Description of the task: Copy the full set of lines exactly as given.

Supplied data:
● ● ● ● ● ● ●

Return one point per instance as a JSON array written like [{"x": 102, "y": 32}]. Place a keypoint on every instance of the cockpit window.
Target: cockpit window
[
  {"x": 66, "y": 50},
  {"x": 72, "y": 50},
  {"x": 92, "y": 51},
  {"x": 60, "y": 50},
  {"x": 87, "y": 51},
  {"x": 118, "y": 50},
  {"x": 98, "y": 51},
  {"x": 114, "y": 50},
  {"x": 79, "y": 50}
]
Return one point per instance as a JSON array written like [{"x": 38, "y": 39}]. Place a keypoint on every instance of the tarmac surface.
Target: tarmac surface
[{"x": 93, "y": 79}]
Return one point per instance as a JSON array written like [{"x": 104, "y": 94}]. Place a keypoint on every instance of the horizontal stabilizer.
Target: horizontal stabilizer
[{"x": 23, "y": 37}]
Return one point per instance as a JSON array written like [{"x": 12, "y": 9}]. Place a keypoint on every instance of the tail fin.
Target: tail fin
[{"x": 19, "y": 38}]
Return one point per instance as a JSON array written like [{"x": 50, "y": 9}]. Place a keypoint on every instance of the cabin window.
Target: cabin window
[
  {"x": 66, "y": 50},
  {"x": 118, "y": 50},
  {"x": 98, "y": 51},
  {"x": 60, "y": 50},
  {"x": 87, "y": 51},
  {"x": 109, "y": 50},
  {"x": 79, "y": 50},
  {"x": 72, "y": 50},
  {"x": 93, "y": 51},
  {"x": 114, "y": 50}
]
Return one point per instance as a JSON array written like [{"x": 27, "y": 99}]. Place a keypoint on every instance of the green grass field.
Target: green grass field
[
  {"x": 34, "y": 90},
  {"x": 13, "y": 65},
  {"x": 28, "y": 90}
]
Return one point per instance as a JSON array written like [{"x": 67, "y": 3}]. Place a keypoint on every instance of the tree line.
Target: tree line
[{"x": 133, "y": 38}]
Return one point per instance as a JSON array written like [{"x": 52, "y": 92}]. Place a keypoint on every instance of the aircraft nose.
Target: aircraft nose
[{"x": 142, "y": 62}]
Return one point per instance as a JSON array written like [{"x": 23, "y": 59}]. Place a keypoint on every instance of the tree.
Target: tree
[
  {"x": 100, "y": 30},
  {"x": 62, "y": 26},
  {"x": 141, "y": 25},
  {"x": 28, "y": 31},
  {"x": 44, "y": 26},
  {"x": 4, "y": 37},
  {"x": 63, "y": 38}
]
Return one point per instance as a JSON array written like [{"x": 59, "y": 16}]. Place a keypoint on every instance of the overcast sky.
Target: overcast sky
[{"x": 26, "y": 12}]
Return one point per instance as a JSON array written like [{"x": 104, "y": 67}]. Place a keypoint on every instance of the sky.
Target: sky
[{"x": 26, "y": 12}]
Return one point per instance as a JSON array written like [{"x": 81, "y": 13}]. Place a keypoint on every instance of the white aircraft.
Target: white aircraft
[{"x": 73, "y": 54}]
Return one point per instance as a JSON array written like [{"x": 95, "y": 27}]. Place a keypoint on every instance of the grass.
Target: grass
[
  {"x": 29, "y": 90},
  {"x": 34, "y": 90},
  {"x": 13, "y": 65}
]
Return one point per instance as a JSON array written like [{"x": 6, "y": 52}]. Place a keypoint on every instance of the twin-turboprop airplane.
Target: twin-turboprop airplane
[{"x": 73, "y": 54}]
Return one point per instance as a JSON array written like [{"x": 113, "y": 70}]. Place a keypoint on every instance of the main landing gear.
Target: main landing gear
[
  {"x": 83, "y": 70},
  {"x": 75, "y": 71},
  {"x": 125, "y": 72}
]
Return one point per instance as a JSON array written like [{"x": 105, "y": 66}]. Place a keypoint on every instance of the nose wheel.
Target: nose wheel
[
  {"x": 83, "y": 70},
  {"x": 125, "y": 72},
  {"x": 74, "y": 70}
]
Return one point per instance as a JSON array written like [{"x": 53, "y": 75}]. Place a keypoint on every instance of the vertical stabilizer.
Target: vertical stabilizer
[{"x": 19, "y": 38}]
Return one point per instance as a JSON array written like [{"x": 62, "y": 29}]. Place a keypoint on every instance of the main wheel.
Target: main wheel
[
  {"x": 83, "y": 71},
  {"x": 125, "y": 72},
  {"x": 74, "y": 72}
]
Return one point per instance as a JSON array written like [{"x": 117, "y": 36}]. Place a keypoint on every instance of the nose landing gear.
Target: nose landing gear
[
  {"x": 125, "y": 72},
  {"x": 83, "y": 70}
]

● ● ● ● ● ● ●

Exercise answer:
Return one point per instance as a JSON array written like [{"x": 102, "y": 32}]. Place a keypoint on every instance of the cockpit window.
Target: cockpit window
[
  {"x": 66, "y": 50},
  {"x": 72, "y": 50},
  {"x": 92, "y": 51},
  {"x": 60, "y": 50},
  {"x": 87, "y": 51},
  {"x": 118, "y": 50},
  {"x": 98, "y": 51},
  {"x": 114, "y": 50},
  {"x": 79, "y": 50}
]
Return one point per instance as a JSON array written like [{"x": 38, "y": 39}]. Place a keypoint on every instance of the tarmac surface.
Target: tarmac surface
[{"x": 93, "y": 79}]
Return one point per instance as a JSON array written like [{"x": 104, "y": 94}]. Place a keypoint on every instance of the horizontal stabilizer.
Target: horizontal stabilizer
[{"x": 23, "y": 37}]
Return one point per instance as a JSON array written like [{"x": 12, "y": 9}]. Place a keypoint on every instance of the tail fin.
Target: tail fin
[{"x": 19, "y": 38}]
Return one point per instance as a JSON array written like [{"x": 50, "y": 9}]. Place a keypoint on every instance of the cabin window.
Target: cabin window
[
  {"x": 66, "y": 50},
  {"x": 118, "y": 50},
  {"x": 98, "y": 51},
  {"x": 60, "y": 50},
  {"x": 87, "y": 51},
  {"x": 109, "y": 50},
  {"x": 79, "y": 50},
  {"x": 72, "y": 50},
  {"x": 93, "y": 51},
  {"x": 114, "y": 50}
]
Return one point per instance as a JSON array written like [{"x": 27, "y": 99}]. Place a keypoint on every instance of the green grass field.
Target: green grass field
[
  {"x": 34, "y": 90},
  {"x": 13, "y": 65},
  {"x": 28, "y": 90}
]
Return one point per instance as a JSON array written like [{"x": 67, "y": 3}]. Place a keypoint on every instance of the tree line.
Target: tree line
[{"x": 133, "y": 38}]
Return one point per instance as a JSON array written like [{"x": 52, "y": 92}]. Place a keypoint on every instance of the aircraft nose.
Target: aircraft nose
[{"x": 142, "y": 62}]
Return one point per instance as a JSON array written like [{"x": 23, "y": 59}]. Place a keypoint on every instance of the tree.
Target: tree
[
  {"x": 100, "y": 30},
  {"x": 62, "y": 26},
  {"x": 141, "y": 25},
  {"x": 28, "y": 31},
  {"x": 44, "y": 26},
  {"x": 4, "y": 37},
  {"x": 63, "y": 38}
]
Return one point per instance as a JSON array written like [{"x": 59, "y": 16}]. Place a keypoint on every instance of the overcast sky.
Target: overcast sky
[{"x": 26, "y": 12}]
Return one point per instance as a JSON array written like [{"x": 104, "y": 67}]. Place a keypoint on every instance of the sky.
Target: sky
[{"x": 26, "y": 12}]
Return one point per instance as a JSON array written like [{"x": 81, "y": 13}]. Place a keypoint on every instance of the white aircraft.
Target: white aircraft
[{"x": 73, "y": 54}]
Return one point per instance as a JSON array written like [{"x": 95, "y": 27}]. Place a keypoint on every instance of the grass.
Target: grass
[
  {"x": 29, "y": 90},
  {"x": 34, "y": 90},
  {"x": 13, "y": 65}
]
Return one point per instance as a JSON array written like [{"x": 6, "y": 52}]. Place a keypoint on every instance of the twin-turboprop airplane.
Target: twin-turboprop airplane
[{"x": 73, "y": 54}]
Return one point per instance as a JSON array written like [{"x": 113, "y": 70}]. Place a keypoint on every instance of the main landing gear.
Target: main landing gear
[
  {"x": 83, "y": 70},
  {"x": 75, "y": 71},
  {"x": 125, "y": 72}
]
Return one point per instance as a JSON array written like [{"x": 105, "y": 66}]. Place a keypoint on every instance of the nose wheel.
Target: nose wheel
[
  {"x": 83, "y": 70},
  {"x": 125, "y": 72},
  {"x": 74, "y": 70}
]
Return one point per instance as a JSON array written like [{"x": 53, "y": 75}]. Place a keypoint on every instance of the vertical stabilizer.
Target: vertical stabilizer
[{"x": 19, "y": 38}]
Return one point per instance as a JSON array written like [{"x": 62, "y": 29}]. Place a keypoint on every instance of the main wheel.
Target: main wheel
[
  {"x": 83, "y": 71},
  {"x": 125, "y": 72},
  {"x": 74, "y": 72}
]
Return one point per instance as a JSON array written like [{"x": 117, "y": 36}]. Place a keypoint on every instance of the nose landing gear.
Target: nose landing gear
[
  {"x": 125, "y": 72},
  {"x": 83, "y": 70}
]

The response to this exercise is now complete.